====== Extract

Human-Machine Collaborative Learning
We have entered a new era, where we are experiencing a steady and strong improvement of computational power, storage and availability of big data. Deep learning has shown to be the ideal technique for capitalizing on these trends, establishing itself as a de facto standard in supervised learning. However, this type of learning requires the data to be labeled, which generally entails considerable costs in data curation. Therefore, alternative paradigms are emerging that allow to maximize the potential of vast amounts of information in a new and distinct way. In this blog-post we introduce a concept that combines the strengths of humans and machines in a collaborative way. But before going into more details, let’s start with a story demonstrating the benefits of this approach.
In 1997, Garry Kasparov was defeated by a supercomputer (Deep Blue) in a chess match under tournament regulations. It was a hallmark event, where a reigning world chess champion was defeated by a machine. While Kasparov was still recovering from this experience, he also drew inspiration from Deep Blue. He asked himself: “What if I could play against a computer — with another computer at my side — combining our strengths, human intuition plus machine’s calculation, human strategy, machine tactics, human experience, machine’s memory?”
Kasparov’s idea of human-machine collaboration in chess was realized successfully in 2005 in a computer-assisted online chess tournament where grandmasters teamed up with supercomputers. The result was quite unexpected: the winners were a pair of amateur American chess players operating three ordinary PCs simultaneously. Seemingly, in this case the players’ skill to guide the computers played a very important role. This gives rise to the question whether such kind of collaboration can also be used for other tasks. The following paragraphs will shed light on emerging approaches in this context.

============

*Activity 1*: Decide whether each statement agrees with the extract on human-machine collaborative learning, answering yes or no and quoting the words that settle it: (a) Deep Blue defeated Kasparov in a match played under tournament regulations. (b) The 2005 computer-assisted tournament was won by grandmasters teamed with supercomputers. (c) Supervised deep learning works without labeled data.
*Activity 2*: In the extract on human-machine collaborative learning, which strengths does Kasparov's question assign to the machine? List all of them.

====== Given entries

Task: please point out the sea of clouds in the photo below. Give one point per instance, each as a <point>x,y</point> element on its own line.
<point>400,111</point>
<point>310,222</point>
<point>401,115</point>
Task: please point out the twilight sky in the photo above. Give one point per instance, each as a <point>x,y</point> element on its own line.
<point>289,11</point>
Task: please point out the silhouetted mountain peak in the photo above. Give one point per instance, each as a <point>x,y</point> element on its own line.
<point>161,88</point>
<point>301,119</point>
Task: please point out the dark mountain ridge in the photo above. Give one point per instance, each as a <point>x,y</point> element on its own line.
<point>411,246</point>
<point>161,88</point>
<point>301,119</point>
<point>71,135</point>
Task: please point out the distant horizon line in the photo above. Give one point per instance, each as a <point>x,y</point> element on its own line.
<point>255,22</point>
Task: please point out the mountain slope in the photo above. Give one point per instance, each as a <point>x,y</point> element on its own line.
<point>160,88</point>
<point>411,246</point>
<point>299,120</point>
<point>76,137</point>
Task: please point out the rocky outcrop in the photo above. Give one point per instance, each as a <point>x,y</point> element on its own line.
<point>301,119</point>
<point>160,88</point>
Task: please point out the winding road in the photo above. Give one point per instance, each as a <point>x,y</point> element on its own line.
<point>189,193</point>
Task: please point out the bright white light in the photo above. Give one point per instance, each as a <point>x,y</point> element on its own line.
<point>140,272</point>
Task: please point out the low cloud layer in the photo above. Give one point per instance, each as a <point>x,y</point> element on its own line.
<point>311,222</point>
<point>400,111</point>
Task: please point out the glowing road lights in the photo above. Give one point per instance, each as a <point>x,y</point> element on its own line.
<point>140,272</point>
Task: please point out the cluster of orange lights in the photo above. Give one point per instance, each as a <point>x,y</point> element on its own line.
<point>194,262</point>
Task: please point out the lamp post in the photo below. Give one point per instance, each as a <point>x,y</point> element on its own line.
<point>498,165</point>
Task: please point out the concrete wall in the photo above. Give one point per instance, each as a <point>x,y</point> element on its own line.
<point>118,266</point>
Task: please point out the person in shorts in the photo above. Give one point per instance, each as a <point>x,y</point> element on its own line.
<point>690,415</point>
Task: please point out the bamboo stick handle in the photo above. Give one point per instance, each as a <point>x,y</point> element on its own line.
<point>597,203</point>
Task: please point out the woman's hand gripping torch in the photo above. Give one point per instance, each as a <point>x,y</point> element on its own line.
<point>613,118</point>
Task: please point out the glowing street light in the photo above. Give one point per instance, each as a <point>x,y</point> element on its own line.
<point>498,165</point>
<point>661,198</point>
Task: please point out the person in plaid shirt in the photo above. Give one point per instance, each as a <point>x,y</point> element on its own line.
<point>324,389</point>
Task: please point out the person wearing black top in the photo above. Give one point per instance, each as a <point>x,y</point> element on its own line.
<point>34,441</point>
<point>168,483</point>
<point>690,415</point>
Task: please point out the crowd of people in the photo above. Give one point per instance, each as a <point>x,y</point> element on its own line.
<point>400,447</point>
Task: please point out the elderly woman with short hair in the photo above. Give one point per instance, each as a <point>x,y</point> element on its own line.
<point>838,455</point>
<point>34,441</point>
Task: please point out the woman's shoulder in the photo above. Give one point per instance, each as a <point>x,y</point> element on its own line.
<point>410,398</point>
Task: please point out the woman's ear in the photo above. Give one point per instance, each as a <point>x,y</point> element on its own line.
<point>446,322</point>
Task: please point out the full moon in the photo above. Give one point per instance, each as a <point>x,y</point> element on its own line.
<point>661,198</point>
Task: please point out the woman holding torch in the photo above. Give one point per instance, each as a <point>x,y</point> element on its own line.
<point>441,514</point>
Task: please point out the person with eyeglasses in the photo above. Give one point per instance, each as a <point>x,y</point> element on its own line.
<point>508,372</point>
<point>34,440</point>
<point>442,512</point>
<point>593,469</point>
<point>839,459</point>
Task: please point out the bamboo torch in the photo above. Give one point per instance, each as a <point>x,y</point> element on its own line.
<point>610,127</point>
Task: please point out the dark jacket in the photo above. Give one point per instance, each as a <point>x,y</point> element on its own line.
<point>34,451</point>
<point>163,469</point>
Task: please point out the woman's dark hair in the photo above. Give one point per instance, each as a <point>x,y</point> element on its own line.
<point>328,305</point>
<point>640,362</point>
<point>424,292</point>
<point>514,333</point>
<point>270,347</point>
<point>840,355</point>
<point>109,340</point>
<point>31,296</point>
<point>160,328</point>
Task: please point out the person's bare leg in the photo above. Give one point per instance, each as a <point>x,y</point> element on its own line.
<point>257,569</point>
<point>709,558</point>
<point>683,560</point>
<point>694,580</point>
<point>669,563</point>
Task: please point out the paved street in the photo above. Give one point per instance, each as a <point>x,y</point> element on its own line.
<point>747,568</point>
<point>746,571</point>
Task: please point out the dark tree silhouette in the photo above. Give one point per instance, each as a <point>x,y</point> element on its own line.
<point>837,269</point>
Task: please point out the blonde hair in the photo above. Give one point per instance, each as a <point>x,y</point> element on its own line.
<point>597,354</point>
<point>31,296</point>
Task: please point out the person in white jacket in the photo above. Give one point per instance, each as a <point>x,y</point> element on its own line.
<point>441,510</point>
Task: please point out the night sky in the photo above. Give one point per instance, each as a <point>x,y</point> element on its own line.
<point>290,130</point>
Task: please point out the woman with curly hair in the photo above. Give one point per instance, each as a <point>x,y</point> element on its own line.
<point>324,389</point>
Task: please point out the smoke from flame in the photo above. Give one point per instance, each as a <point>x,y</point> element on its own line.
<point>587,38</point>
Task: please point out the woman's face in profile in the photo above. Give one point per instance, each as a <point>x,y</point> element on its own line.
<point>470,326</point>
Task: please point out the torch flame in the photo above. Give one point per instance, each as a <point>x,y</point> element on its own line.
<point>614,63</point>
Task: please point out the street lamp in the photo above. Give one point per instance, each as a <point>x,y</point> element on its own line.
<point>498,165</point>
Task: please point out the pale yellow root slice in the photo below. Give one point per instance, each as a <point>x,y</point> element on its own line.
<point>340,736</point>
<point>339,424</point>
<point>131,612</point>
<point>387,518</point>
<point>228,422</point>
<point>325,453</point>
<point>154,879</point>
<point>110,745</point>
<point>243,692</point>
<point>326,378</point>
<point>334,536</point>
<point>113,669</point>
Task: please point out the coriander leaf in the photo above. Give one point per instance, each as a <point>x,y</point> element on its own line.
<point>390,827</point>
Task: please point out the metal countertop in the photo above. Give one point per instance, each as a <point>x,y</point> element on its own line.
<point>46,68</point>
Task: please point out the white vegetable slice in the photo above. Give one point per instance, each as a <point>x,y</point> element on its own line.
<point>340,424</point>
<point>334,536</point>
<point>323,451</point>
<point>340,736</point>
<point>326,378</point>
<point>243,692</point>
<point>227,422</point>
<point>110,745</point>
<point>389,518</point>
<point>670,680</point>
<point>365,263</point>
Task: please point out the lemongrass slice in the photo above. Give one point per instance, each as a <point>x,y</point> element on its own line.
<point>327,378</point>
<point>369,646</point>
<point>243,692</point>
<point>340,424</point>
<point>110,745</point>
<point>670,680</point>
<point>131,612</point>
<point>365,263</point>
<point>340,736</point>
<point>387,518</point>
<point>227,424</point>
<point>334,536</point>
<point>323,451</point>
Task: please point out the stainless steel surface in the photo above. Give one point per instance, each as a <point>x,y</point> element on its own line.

============

*Task result 1*:
(a) Yes: "In 1997, Garry Kasparov was defeated by a supercomputer (Deep Blue) in a chess match under tournament regulations."
(b) No: "the winners were a pair of amateur American chess players operating three ordinary PCs simultaneously."
(c) No: "this type of learning requires the data to be labeled"

*Task result 2*:
- calculation
- tactics
- memory